* JOB: Pick out and copy every line in the listing below that contains the string "hind". Case counts.
* START MATERIAL PROVIDED *
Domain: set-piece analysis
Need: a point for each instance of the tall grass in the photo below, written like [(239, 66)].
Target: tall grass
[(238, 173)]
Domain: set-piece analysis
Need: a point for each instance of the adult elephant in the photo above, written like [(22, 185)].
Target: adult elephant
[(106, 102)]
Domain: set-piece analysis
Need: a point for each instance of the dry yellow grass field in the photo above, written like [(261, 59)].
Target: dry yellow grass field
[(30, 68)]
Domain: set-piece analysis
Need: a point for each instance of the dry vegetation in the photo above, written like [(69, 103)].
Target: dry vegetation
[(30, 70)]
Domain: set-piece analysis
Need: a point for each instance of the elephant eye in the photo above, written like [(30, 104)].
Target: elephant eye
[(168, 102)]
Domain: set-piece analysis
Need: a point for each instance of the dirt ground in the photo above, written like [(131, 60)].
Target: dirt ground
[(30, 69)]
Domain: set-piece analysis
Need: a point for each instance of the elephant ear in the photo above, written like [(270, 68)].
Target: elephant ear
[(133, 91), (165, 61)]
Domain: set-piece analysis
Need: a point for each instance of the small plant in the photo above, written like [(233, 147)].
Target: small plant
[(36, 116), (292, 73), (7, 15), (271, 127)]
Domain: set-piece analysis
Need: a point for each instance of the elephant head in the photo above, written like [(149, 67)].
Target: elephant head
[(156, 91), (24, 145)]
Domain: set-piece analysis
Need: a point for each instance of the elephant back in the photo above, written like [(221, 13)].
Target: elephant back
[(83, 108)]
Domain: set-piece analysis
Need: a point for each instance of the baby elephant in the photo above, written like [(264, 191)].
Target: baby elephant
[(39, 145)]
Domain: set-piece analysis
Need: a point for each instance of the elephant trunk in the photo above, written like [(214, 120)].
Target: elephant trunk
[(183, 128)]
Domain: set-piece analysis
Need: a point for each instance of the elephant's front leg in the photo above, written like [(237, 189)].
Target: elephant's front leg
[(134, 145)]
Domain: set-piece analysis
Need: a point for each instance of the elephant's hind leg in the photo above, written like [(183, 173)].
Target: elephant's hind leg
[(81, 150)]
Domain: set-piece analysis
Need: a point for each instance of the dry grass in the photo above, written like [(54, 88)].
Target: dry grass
* END MATERIAL PROVIDED *
* START MATERIAL PROVIDED *
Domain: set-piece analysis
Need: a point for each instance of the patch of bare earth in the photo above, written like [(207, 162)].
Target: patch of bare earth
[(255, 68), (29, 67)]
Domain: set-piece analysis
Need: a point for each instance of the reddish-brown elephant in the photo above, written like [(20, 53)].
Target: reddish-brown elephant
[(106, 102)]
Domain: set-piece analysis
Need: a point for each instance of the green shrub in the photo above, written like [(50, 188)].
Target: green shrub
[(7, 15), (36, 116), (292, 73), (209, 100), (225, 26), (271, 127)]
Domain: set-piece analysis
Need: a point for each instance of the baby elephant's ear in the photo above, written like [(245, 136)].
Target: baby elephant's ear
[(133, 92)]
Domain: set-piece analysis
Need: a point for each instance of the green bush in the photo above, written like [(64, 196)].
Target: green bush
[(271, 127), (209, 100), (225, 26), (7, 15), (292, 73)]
* END MATERIAL PROVIDED *
* RESULT FOR THIS TASK:
Need: a point for each instance of the elephant's hind leg in the photo above, written like [(183, 173)].
Target: elephant's hind leg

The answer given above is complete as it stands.